* [EXERCISE OBJECTIVE]
The whole listing is to be restated word for word with no images.

- Opening Delimiter -

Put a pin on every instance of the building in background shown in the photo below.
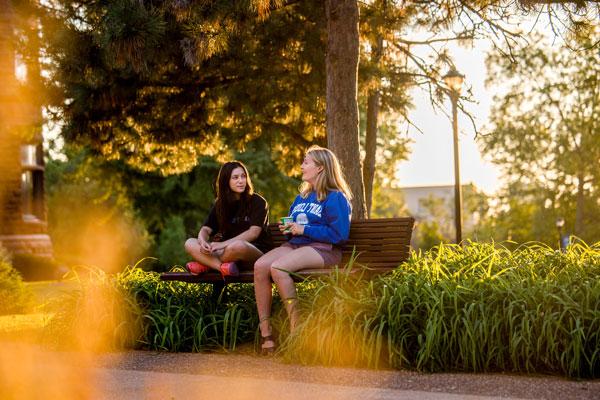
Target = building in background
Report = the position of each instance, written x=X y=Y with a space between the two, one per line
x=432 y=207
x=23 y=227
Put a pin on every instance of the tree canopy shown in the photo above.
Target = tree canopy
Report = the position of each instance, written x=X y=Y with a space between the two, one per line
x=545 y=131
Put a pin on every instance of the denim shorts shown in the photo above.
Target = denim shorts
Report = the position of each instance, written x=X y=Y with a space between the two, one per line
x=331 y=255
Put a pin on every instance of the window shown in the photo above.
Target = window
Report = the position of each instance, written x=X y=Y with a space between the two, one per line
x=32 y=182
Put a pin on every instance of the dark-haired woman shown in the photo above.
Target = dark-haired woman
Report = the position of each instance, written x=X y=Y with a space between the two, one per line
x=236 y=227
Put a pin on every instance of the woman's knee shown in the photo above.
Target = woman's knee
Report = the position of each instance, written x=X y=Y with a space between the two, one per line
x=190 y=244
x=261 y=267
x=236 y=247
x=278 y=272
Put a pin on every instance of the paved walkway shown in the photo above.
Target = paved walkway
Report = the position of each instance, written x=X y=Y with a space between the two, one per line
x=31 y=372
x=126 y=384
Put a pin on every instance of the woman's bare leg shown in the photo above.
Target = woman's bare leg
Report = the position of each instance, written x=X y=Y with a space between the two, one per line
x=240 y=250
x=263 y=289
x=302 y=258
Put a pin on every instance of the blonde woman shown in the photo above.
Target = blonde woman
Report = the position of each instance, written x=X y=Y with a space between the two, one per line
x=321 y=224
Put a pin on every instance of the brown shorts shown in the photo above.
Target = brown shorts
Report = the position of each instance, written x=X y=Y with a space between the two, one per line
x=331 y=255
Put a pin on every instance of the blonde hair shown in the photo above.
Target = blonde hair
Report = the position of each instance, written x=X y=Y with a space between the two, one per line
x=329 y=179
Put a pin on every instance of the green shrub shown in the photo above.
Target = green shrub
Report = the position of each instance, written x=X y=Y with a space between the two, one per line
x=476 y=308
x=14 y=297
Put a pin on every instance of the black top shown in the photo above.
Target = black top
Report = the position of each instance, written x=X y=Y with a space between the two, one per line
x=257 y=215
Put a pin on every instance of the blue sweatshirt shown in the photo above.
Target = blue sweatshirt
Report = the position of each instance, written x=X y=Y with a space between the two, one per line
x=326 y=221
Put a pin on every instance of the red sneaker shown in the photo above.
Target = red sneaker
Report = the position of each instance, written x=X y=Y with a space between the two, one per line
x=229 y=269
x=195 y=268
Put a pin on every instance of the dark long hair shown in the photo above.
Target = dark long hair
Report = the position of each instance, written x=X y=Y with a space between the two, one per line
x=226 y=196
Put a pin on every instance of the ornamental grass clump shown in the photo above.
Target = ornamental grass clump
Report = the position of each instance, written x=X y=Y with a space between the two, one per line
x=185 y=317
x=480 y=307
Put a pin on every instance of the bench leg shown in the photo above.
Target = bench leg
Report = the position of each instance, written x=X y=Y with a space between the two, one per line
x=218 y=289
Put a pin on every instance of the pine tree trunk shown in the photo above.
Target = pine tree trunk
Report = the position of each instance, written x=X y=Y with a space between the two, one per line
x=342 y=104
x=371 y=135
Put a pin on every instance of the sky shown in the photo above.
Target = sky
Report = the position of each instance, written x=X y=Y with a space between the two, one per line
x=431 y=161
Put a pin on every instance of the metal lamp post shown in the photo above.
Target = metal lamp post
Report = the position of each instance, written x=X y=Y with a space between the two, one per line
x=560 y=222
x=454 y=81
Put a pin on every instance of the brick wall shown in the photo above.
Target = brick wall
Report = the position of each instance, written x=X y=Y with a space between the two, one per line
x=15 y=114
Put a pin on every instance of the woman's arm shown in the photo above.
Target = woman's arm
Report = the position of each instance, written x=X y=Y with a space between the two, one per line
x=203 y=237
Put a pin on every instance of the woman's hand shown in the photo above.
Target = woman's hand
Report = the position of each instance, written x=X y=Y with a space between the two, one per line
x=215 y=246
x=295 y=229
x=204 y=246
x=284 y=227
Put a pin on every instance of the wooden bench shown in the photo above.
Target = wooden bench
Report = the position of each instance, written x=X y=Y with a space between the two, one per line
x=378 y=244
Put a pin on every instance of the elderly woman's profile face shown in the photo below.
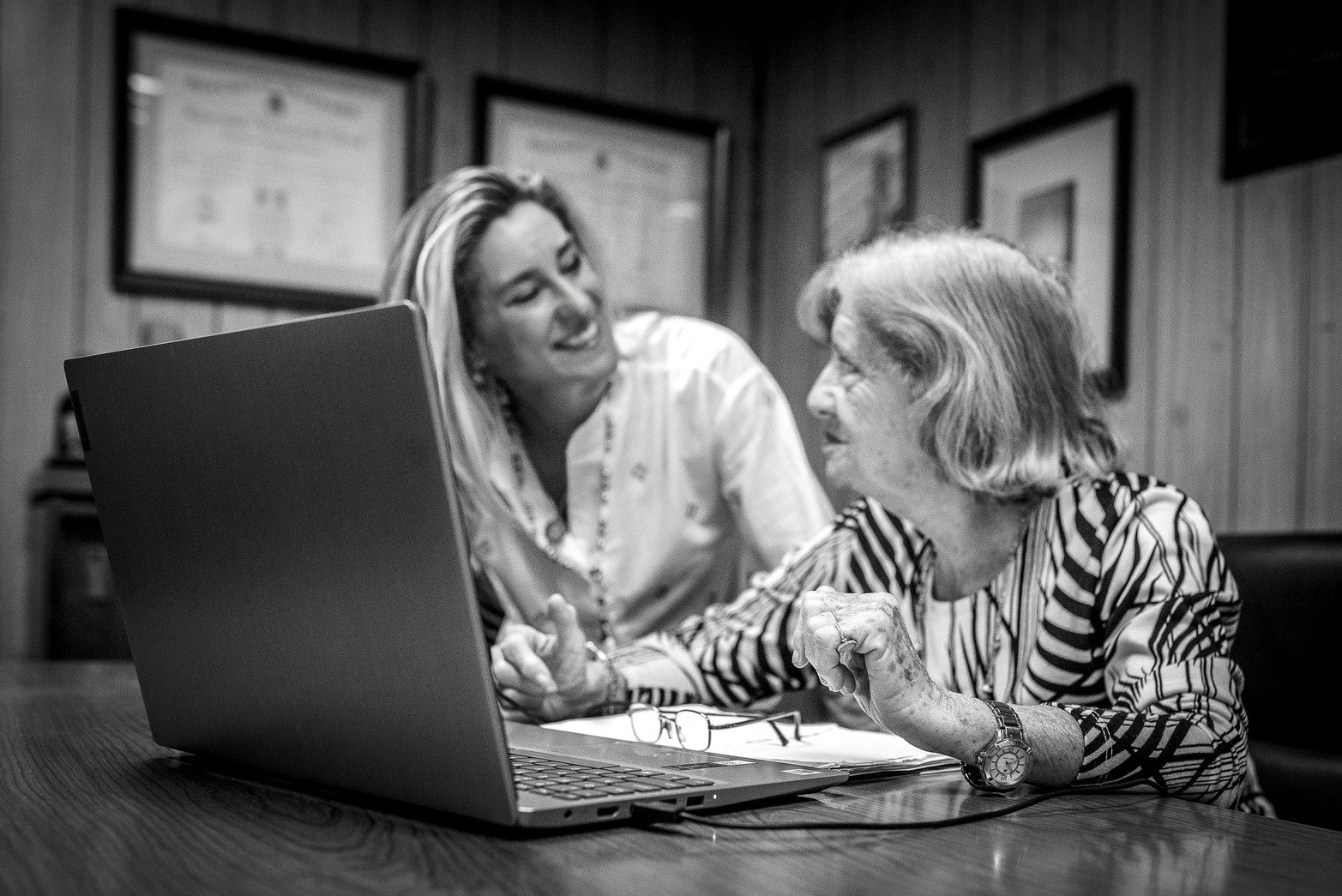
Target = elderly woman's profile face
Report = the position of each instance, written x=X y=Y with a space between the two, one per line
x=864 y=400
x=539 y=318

- Closing Delimiter -

* [SOLUTION FOR THIS PROBLEM]
Put a pin on every instance of the building in background shown in the photo below.
Target = building in background
Report = the position of each instance, written x=X y=Y with a space between the two, one per line
x=432 y=207
x=23 y=227
Put a pin on every instance of the tree canopy shown in the photo above.
Target = tree canopy
Report = the position of each instance, written x=X y=Y with a space between the two, one per line
x=545 y=131
Put a pin on every instance of the denim shorts shown in the photo above.
Target = denim shorts
Report = the position of each instance, written x=X y=Y with a space between the two, one per line
x=331 y=255
Put a pin on every instance of the window shown in the photo above.
Target = window
Report = the position of each instance, written x=X y=Y with a space between the two, one per line
x=32 y=182
Put a pin on every instance of the dark-haired woman shown in the photo above.
Target = dark-haired woman
Report = the position of each instance, written x=X y=Y with a space between the two, one per line
x=236 y=227
Put a pin on every instance of the woman's knee shown in the photo above.
Target = woman's knee
Report = the position of each instance, written x=X y=Y with a space between the two, one per line
x=190 y=244
x=261 y=267
x=236 y=247
x=278 y=272
Put a pin on every instance of the paved walkway shown in the photo above.
Target = paved walkway
Report = the position of each instance, written x=X y=Y with a space between the two, one per line
x=31 y=372
x=126 y=384
Put a pin on every instance of the woman's bare leg shown in the photo above.
Target = woman's bare leg
Report = the position of each instance, written x=X y=Y with a space between the two, one per line
x=240 y=250
x=263 y=289
x=302 y=258
Put a pin on every instance of the blonde woman shown in the photo above.
Target = blonde woman
Report = the position of each instance, written x=X y=Y with a space between the two, one per line
x=321 y=224
Put a pin on every instance of the brown shorts shown in the photo above.
Target = brown shorts
Report = the position of each instance, written x=X y=Y with a space between the two, one per line
x=331 y=255
Put a pin on every instance of the blonde hair shown in the photo above.
Target = blonde hair
Report = the position of each instance, written x=X y=Y with a space between the two, one per line
x=329 y=179
Put a pin on every instance of the green shrub shown in the photo above.
Target = green shrub
Report = the position of each instance, written x=X y=Y with a space between the two, one per line
x=476 y=308
x=14 y=297
Put a pin on every instance of the black top shown in the photo above.
Target = black top
Report = the position of each instance, written x=X y=Y with a space between the two, one per line
x=257 y=215
Put a pin on every instance of the blue sweatshirt shown in the photo above.
Target = blue sweatshirt
Report = the position of each instance, written x=X y=Y with a space between the two, one per line
x=326 y=221
Put a pin on every instance of the red sneaker shown in the photo above.
Target = red sneaker
Report = the position of each instance, written x=X y=Y with a space between the two, one per line
x=229 y=269
x=195 y=268
Put a pin on every instance of the dark long hair shown in the photo above.
Target = dark long hair
Report = the position of each instance, written x=X y=Y with a space between the two, one per line
x=226 y=196
Put a pin on every instance of the ornamental grass clump shown in the photo above.
Target = ornamental grass clump
Report = the position of each instance, written x=X y=Y with a space between the two, one per line
x=185 y=317
x=480 y=307
Put a pin on every instance of the bench leg shown in the photo above.
Target = bench leg
Report = the position of each instance, written x=X y=Y with a space between the two, one per line
x=218 y=289
Put a pin on every instance of the pine tree trunk shown in the photo above.
Target = pine tree trunk
Report = the position of each instance, written x=X y=Y with a space between the two, one per line
x=342 y=104
x=371 y=135
Put a pin on every instance of the sky shown in the photo above.
Target = sky
Report = the position of each instance, written x=X y=Y with a space between the two, one per line
x=431 y=161
Put a pin on every instance of the metal lamp post shown in the photo above.
Target = metal lamp post
Report = the position of each instance, written x=X y=Y with a space between the two, one per line
x=560 y=222
x=454 y=81
Put a pin on every instance of the brick wall shown in the photo above.
Target = brick wall
Report = the position of each instance, written x=X y=Y with a space between the two, one per line
x=15 y=114
Put a pin on every instance of the woman's arm shown in the photo above.
Target = woman's arm
Report = the position of each instance, written x=X y=Y with a space between the two, one per line
x=203 y=237
Put a pin on every instance of the woman's hand shown in the photo above.
Target = woman's hand
Report = the position of each instance, written x=X y=Y with a space between the two, one per line
x=215 y=246
x=295 y=229
x=204 y=246
x=284 y=227
Put a pin on every instance of the wooden bench shown in the photo above.
Target = wooden bench
Report = the position of each instance, written x=X y=Y with a space between the two, one per line
x=378 y=244
Put a pin on every instance of the elderly woman's profile face shown in the photo below.
Target = elderly woman's profile face
Report = the position of each instance, written x=X y=Y with a space between the two, one per line
x=864 y=400
x=539 y=318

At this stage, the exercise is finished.